**Supplied text**
◆ ◆ ◆ ◆

For young Gershon Fordsham, the Adass’s decorum and the chazzan’s emphasis on a carefully crafted nusach hatefillah were elements that formed the solid foundations of his future as a renowned Yamim Noraim baal tefillah — first at the Gateshead Jewish Boarding School and then at Gateshead Yeshiva. Along the way, he also launched a career as venerated director of the Gateshead Jewish Boarding School choir, producing acclaimed albums and appearing at countless performances spanning decades.
The grandeur of Simchas Torah in one corner of London created a Gateshead legend of chinuch, nusach and neginah whose influence has spread worldwide. Rabbi Gershon Fordsham’s engaging nusach is so acclaimed that it has been copied by probably hundreds of baalei tefillah in shuls as far away as Eretz Yisrael, South Africa, and Australia. And it’s not because his davening is peppered with dramatic Rosenblatts and sophisticated Kwartins; on the contrary, its appeal lies in its warmth, masterful simplicity, and sheer predictability.
“The first time I heard him, it occurred to me once davening had ended that I had been totally engaged in the machzor throughout Mussaf of Rosh Hashanah, following every word inside with interest,” says Reb Chaim Boruch Katz, himself a twenty-year veteran of the amud and a son-in-law of Rabbi Fordsham. “Normally, people can find themselves flipping pages, waiting around for a highlight here or a shtickel there, but with Reb Gershon, the secret is that you’re engaged throughout.”
But as any Gateshead Jewish Boarding School grad will tell you, for Reb Gershon, it’s not just about the high profile Yamim Noraim tefillos, it’s about every weekday davening. Any freshly minted bar mitzvah boy wanting to lead a weekday Minchah was tested in advance by Rabbi Fordsham to ensure he was prepared to lead the tzibbur in the proper way.

◆ ◆ ◆ ◆

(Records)

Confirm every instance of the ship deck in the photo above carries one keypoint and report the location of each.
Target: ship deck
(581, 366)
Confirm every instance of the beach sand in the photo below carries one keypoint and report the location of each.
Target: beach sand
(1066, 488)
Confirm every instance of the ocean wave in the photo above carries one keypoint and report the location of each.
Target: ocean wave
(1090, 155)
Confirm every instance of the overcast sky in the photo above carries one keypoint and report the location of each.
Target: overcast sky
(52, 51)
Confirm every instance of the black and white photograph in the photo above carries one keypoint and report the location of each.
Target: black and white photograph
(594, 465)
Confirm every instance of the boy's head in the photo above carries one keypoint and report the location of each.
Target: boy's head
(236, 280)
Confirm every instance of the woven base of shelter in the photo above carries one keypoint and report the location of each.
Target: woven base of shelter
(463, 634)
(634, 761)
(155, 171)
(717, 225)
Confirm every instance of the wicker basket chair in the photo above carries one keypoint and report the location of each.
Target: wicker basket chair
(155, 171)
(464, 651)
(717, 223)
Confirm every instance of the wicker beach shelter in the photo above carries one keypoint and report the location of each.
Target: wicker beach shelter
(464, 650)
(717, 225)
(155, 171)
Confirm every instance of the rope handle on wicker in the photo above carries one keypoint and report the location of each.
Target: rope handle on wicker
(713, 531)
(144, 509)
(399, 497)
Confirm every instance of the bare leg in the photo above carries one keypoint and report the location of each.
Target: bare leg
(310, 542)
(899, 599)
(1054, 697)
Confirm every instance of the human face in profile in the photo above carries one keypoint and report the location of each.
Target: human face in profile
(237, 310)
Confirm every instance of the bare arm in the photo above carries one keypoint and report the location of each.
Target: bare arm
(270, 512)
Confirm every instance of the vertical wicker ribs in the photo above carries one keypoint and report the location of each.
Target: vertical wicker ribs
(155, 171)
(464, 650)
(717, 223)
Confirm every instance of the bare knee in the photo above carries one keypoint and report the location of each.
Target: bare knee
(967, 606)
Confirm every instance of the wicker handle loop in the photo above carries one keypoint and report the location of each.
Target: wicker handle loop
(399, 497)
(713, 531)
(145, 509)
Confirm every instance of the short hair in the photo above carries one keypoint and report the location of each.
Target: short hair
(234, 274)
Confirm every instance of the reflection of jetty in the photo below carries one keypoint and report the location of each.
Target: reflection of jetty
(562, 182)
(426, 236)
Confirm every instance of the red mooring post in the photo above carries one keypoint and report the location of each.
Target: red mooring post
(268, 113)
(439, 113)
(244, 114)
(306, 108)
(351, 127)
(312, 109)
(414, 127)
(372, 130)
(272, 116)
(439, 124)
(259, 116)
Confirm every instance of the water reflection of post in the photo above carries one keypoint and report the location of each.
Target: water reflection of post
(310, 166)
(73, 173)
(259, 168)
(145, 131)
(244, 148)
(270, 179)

◆ ◆ ◆ ◆

**Goals**
a – In the profile of Rabbi Gershon Fordsham, what family relationship does Reb Chaim Boruch Katz have to him?
b – Write the next part of the profile of Rabbi Gershon Fordsham, picking up right after its last sentence.

**Outputs in order**
a – He is Rabbi Fordsham's son-in-law.

b –
“In Adass, the davening was a davening. Already as young children, we learned the meaning of decorum, the right approach to tefillah, and how tefillah should look,” says Rabbi Fordsham.
After decades at the amud of Europe’s most prestigious yeshivah, those lessons have spread far and wide.
Work of Art
Raised in London, it was provincial Gateshead in England’s northeast that counterintuitively gave Reb Gershon a global platform. Having attended the Manchester Yeshiva under the famed tzaddik, Rav Yehuda Zeev Segal — known as the Manchester Rosh Yeshivah — he then moved to Gateshead where, at the age of 19, he found employment at the Gateshead Jewish Boarding School. The Gateshead Jewish Boarding School of yore was a unique institution. With chinuch options for frum boys in the 1950s and 1960s quite limited, the school — founded in 1944 — drew pupils from across the European continent and further afield.
Young Gershon served as a housemaster — responsible for the overall welfare of the students boarding at the school, much like an av bayit — in tandem with a job at Gateshead’s iconic local bakery. “I apprenticed at Stenhouse bakery through the night, and in morning went to school, woke up the boys and did Shacharis with them.” In the evening, after seeing his young charges into bed, he was back at the bakery.
The boys stayed at the school for the Yamim Noraim, and that became a training ground for Reb Gershon to begin honing his talents as a baal tefillah, putting into practice the chinuch he’d absorbed growing up in the Adass. He didn’t have to look far to find a Yamim Noraim nusach: while he was a bochur in Manchester Yeshiva, a man by the name of Reb Herschel Goldstein had served as the shaliach tzibbur for Mussaf, Neilah and Kol Nidrei.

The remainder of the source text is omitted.